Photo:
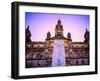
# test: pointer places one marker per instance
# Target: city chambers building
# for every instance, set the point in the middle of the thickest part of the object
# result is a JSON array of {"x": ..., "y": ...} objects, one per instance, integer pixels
[{"x": 39, "y": 54}]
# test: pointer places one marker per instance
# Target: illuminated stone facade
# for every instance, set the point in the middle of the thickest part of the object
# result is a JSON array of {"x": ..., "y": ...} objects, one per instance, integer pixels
[{"x": 39, "y": 54}]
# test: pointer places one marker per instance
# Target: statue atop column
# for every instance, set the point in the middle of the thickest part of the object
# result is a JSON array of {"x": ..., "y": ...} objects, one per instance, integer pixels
[
  {"x": 48, "y": 35},
  {"x": 69, "y": 35},
  {"x": 28, "y": 35},
  {"x": 86, "y": 36}
]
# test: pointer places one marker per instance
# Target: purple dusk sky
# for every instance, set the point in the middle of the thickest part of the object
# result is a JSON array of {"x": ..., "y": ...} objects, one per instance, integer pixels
[{"x": 41, "y": 23}]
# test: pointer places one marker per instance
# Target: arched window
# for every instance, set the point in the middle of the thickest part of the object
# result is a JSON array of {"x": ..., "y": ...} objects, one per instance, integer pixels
[{"x": 82, "y": 61}]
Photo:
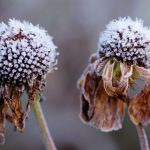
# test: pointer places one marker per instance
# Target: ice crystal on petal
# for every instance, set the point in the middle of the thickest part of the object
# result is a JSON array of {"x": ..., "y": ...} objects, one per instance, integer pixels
[
  {"x": 127, "y": 40},
  {"x": 23, "y": 43}
]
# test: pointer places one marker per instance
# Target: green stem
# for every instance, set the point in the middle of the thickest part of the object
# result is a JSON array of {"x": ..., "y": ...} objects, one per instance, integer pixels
[
  {"x": 142, "y": 137},
  {"x": 48, "y": 141}
]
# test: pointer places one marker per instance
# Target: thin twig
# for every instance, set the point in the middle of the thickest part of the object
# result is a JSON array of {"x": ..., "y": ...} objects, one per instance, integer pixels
[
  {"x": 48, "y": 141},
  {"x": 142, "y": 137}
]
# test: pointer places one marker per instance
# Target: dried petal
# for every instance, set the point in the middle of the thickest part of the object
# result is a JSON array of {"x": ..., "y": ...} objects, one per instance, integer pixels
[
  {"x": 144, "y": 72},
  {"x": 122, "y": 84},
  {"x": 14, "y": 104},
  {"x": 139, "y": 108},
  {"x": 126, "y": 72},
  {"x": 105, "y": 113},
  {"x": 107, "y": 76}
]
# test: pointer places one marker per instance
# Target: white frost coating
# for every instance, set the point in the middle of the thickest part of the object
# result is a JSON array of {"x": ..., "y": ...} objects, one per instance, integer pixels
[
  {"x": 126, "y": 39},
  {"x": 24, "y": 47}
]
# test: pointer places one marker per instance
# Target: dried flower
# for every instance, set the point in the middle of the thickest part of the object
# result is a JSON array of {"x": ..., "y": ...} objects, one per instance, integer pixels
[
  {"x": 27, "y": 54},
  {"x": 122, "y": 57}
]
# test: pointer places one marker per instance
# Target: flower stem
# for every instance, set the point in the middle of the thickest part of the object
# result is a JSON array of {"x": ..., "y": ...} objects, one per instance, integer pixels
[
  {"x": 142, "y": 137},
  {"x": 48, "y": 141}
]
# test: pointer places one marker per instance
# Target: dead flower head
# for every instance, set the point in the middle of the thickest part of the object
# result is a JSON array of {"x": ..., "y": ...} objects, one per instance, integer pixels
[
  {"x": 122, "y": 57},
  {"x": 27, "y": 54}
]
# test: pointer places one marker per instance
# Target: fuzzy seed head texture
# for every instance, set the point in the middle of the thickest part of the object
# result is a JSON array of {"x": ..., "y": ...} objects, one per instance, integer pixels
[
  {"x": 127, "y": 40},
  {"x": 26, "y": 52}
]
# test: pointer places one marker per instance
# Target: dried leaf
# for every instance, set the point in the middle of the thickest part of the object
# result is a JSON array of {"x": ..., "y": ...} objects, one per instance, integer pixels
[
  {"x": 143, "y": 72},
  {"x": 139, "y": 108},
  {"x": 107, "y": 76},
  {"x": 105, "y": 112}
]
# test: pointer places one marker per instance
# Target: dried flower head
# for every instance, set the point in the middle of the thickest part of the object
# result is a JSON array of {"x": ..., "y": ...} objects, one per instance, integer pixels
[
  {"x": 126, "y": 40},
  {"x": 122, "y": 57},
  {"x": 27, "y": 54}
]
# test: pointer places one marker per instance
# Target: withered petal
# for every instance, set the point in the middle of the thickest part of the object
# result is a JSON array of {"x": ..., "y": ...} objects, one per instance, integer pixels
[
  {"x": 18, "y": 115},
  {"x": 105, "y": 113},
  {"x": 139, "y": 107},
  {"x": 143, "y": 72},
  {"x": 107, "y": 76},
  {"x": 126, "y": 72},
  {"x": 122, "y": 84}
]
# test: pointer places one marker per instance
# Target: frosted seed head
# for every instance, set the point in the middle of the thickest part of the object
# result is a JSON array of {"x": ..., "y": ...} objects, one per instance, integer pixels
[
  {"x": 23, "y": 48},
  {"x": 125, "y": 39}
]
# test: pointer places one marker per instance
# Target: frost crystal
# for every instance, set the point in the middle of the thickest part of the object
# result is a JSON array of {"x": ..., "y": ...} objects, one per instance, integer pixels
[
  {"x": 126, "y": 40},
  {"x": 26, "y": 52}
]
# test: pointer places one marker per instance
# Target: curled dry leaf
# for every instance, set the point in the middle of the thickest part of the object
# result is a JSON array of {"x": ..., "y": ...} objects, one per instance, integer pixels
[
  {"x": 97, "y": 107},
  {"x": 139, "y": 108}
]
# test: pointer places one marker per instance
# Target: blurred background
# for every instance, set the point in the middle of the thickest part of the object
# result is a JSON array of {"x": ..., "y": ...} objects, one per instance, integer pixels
[{"x": 75, "y": 26}]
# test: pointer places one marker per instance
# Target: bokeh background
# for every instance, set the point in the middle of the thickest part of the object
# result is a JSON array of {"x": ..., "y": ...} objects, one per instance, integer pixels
[{"x": 75, "y": 26}]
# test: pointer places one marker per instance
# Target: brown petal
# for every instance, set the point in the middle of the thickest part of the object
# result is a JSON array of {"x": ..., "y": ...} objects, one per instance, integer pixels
[
  {"x": 139, "y": 108},
  {"x": 14, "y": 104},
  {"x": 126, "y": 72},
  {"x": 3, "y": 108},
  {"x": 121, "y": 88},
  {"x": 105, "y": 113},
  {"x": 107, "y": 76},
  {"x": 144, "y": 72}
]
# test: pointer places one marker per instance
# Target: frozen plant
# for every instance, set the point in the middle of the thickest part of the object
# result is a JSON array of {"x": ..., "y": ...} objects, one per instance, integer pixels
[
  {"x": 27, "y": 55},
  {"x": 123, "y": 56}
]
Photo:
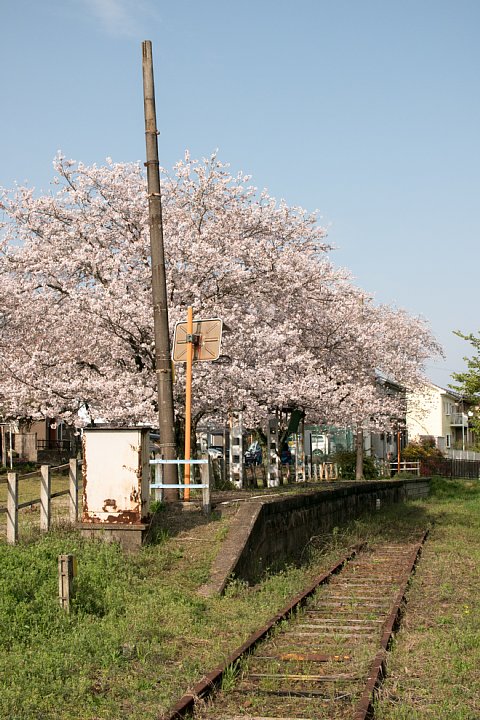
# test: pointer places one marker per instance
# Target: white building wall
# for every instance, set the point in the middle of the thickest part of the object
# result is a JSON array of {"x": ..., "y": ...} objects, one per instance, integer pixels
== == ==
[GIVEN INSTRUCTION]: Pull out every line of the listing above that contains the word "flower".

[EXPECTED ANSWER]:
# Target: dried flower
# Target: flower stem
# Target: dead flower head
# Target: dried flower head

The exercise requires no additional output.